═════ Extracted data
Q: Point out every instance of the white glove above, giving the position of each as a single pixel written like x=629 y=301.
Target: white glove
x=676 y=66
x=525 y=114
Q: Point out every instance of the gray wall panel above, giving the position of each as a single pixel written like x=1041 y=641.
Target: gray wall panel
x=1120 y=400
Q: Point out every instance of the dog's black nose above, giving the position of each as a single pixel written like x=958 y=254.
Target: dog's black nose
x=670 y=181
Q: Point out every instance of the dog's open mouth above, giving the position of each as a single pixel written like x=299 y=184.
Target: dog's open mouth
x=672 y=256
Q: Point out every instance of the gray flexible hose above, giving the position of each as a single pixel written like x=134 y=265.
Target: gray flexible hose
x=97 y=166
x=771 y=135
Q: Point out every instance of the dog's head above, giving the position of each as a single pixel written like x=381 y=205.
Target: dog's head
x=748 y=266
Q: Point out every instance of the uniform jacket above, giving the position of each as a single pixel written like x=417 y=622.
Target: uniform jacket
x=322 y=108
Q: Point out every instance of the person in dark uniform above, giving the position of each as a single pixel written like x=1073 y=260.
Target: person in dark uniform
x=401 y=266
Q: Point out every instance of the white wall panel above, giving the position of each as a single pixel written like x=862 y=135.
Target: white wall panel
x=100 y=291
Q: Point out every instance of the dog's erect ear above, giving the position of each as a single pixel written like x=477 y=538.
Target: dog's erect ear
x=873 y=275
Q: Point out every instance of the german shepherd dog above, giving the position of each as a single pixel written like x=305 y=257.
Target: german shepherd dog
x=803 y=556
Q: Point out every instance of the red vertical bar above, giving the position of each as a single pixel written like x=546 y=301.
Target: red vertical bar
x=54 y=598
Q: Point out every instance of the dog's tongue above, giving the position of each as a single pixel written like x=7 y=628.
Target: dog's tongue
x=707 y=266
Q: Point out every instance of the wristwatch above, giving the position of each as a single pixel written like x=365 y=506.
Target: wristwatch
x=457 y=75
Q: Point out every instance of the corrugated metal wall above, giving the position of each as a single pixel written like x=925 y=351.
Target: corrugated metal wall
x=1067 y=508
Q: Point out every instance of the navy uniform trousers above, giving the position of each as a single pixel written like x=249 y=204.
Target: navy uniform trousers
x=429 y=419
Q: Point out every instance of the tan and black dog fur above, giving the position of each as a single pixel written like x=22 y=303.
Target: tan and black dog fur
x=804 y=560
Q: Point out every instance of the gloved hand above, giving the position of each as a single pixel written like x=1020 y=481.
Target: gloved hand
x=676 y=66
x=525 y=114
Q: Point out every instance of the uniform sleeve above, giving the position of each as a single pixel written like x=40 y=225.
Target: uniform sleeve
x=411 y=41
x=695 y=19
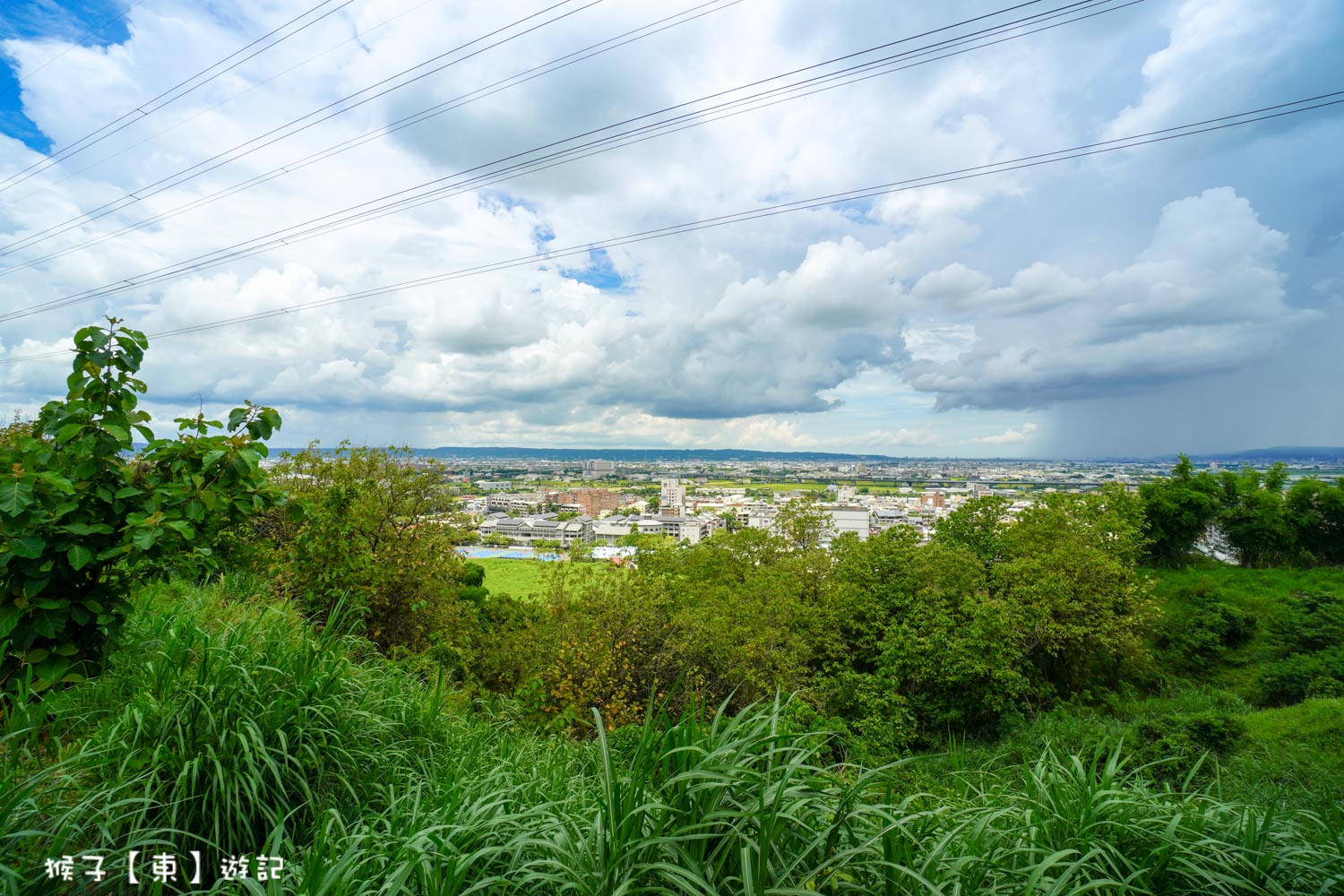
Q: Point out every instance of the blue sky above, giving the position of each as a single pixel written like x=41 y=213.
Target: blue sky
══════════
- **Task details**
Lay out the full listing above as a Markdown table with two columns, Row and Line, giving each line its own numbered row. Skip blank lines and leave the pictures out.

- **Answer to the problem**
| Row | Line |
|---|---|
| 1 | Q: Point out every instance of the white glove above, giving the position of each as a single pixel written like x=629 y=301. |
| 2 | Target: white glove |
| 3 | x=676 y=66 |
| 4 | x=525 y=114 |
| 5 | Q: Point out every instance of the gray wall panel above, giving the position of each as a single pixel written like x=1041 y=641. |
| 6 | Target: gray wall panel |
| 7 | x=1120 y=400 |
| 8 | Q: Point out every instance of the dog's black nose above, giving the position of each as a single pixel written like x=958 y=254. |
| 9 | Target: dog's black nose |
| 10 | x=670 y=181 |
| 11 | Q: Point out every instance of the dog's open mouth above, giving the position of each as a single pixel written like x=299 y=184. |
| 12 | Target: dog's open mouth |
| 13 | x=672 y=256 |
| 14 | Q: Point out every instance of the gray flexible hose above, giving the position of each as a single pixel written like x=134 y=265. |
| 15 | Target: gray flexible hose |
| 16 | x=97 y=166 |
| 17 | x=771 y=135 |
| 18 | Q: Point out every instance of the dog's head above, giving the position of each as a single pixel written like x=381 y=205. |
| 19 | Target: dog's head |
| 20 | x=748 y=266 |
| 21 | Q: Point out every instance of the uniform jacket above, giving the position of each as a single pixel written like x=417 y=622. |
| 22 | Target: uniform jacket |
| 23 | x=322 y=108 |
| 24 | Q: Point out every instance of the person in dark uniform above, giving the position of each as a single pixel written like x=1073 y=260. |
| 25 | Target: person in dark uniform |
| 26 | x=401 y=266 |
| 27 | Q: Point out every instance of the white wall panel above, giving the position of each as a single pixel written like x=862 y=135. |
| 28 | Target: white wall panel |
| 29 | x=100 y=291 |
| 30 | Q: Point out every instance of the dog's erect ear above, giving the position of each as a single pixel written like x=477 y=538. |
| 31 | Target: dog's erect ear |
| 32 | x=873 y=275 |
| 33 | Q: Point out every instance of the german shepherd dog above, giving the position of each as a single pixel written like x=305 y=257. |
| 34 | Target: german shepherd dog |
| 35 | x=803 y=556 |
| 36 | Q: Point out every instance of the red vertical bar above, giving the position of each as a single pixel written like x=546 y=301. |
| 37 | Target: red vertical bar |
| 38 | x=54 y=598 |
| 39 | Q: Point out every instance of the dog's tongue above, giving the position of each as a single pixel written like x=7 y=628. |
| 40 | Target: dog's tongue |
| 41 | x=707 y=266 |
| 42 | Q: Point out every instance of the wristwatch above, giving the position of each as a single pixel written like x=365 y=506. |
| 43 | Target: wristwatch |
| 44 | x=457 y=75 |
| 45 | Q: Point out every instance of the corrugated metal wall above, giving the position of each as a single pixel written like x=925 y=351. |
| 46 | Target: corrugated metal wall |
| 47 | x=1067 y=508 |
| 48 | Q: Point out every instance of the navy uniform trousers above, giving the position of each as a single pixel written like x=249 y=204. |
| 49 | Target: navy uniform trousers |
| 50 | x=429 y=419 |
| 51 | Q: Point out every instance of the tan and black dog fur above, giving the position of each as a single pixel written like x=22 y=303. |
| 52 | Target: tan and black dog fur |
| 53 | x=804 y=560 |
| 54 | Q: Point out every instance of the gloved hand above, giving the position of each as a single pixel written like x=1020 y=481. |
| 55 | Target: gloved hand |
| 56 | x=676 y=66 |
| 57 | x=525 y=114 |
| 58 | Q: Point out every instance of the uniform sleeve above, giving the position of each as a single pixel written like x=40 y=225. |
| 59 | Target: uniform sleeve |
| 60 | x=411 y=41 |
| 61 | x=695 y=19 |
| 62 | Q: Point out every instance of the blue sky above, giving the position of each as a single pixel written like x=41 y=213. |
| 63 | Target: blue sky |